++++ Text ++++

Chris McCandless loved the road, the unadorned life, the Tolstoyan call to asceticism. After graduating college, he took off on another of his long destinationless journeys, this time cutting all contact with his family and changing his name to Alex Supertramp. He was a gent of strong opinions, and he shared them with those he met: "You must lose your inclination for monotonous security and adopt a helter-skelter style of life''; "be nomadic.'' Ultimately, in 1992, his terms got him into mortal trouble when he ran up against something—the Alaskan wild—that didn't give a hoot about Supertramp's worldview; his decomposed corpse was found 16 weeks after he entered the bush. Many people felt McCandless was just a hubris-laden jerk with a death wish (he had discarded his map before going into the wild and brought no food but a bag of rice). Krakauer thought not. Admitting an interest that bordered on obsession, he dug deep into McCandless's life. He found a willful, reckless, moody boyhood; an ugly little secret that sundered the relationship between father and son; a moral absolutism that agitated the young man's soul and drove him to extremes; but he was no more a nutcase than other pilgrims. Writing in supple, electric prose, Krakauer tries to make sense of McCandless (while scrupulously avoiding off-the-rack psychoanalysis): his risky behavior and the rites associated with it, his asceticism, his love of wide open spaces, the flights of his soul.

++++ Data entries ++++

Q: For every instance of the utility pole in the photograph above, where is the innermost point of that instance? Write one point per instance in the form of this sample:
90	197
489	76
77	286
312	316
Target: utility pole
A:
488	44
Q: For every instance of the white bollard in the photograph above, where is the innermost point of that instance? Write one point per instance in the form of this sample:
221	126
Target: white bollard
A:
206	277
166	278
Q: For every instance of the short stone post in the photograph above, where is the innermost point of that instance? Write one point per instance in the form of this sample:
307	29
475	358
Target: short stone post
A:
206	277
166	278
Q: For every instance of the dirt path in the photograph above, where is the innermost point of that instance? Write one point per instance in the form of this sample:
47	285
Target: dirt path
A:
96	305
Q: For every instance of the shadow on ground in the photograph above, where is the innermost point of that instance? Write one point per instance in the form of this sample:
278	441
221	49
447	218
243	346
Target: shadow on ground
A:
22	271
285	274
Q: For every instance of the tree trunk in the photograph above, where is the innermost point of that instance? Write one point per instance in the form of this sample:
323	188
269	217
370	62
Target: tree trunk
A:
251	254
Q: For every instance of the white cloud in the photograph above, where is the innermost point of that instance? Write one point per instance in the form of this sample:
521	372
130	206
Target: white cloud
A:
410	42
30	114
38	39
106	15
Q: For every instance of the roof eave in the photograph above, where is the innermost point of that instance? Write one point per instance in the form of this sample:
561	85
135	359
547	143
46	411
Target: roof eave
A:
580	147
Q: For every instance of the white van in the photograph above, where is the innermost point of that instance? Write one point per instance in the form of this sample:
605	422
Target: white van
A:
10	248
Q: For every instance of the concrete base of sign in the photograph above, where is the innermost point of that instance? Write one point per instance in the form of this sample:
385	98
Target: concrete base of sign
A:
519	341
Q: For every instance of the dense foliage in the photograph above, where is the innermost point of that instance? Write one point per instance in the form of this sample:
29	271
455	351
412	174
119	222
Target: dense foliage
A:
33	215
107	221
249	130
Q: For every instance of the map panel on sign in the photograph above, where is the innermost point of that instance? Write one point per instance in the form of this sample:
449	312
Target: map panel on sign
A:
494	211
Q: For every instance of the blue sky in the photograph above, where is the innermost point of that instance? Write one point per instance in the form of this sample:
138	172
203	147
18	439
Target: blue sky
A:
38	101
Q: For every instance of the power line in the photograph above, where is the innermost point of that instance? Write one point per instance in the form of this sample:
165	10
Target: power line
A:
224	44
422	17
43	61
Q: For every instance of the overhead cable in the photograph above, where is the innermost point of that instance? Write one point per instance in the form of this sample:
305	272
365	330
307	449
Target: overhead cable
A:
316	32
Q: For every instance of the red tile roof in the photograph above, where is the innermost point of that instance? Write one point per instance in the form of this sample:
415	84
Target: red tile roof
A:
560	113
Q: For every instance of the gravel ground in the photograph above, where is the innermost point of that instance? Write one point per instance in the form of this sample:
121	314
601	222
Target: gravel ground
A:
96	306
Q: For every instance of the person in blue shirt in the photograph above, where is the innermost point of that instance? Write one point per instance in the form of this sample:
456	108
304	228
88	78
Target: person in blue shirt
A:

++++

• Directive 1:
Please list the aspects of McCandless that, according to the text about Chris McCandless, Krakauer tries to make sense of in its final sentence.
• Directive 2:
In the text about Chris McCandless, what name did McCandless take after cutting contact with his family?

• Full output 1:
- His risky behavior and the rites associated with it
- His asceticism
- His love of wide open spaces
- The flights of his soul

• Full output 2:
Alex Supertramp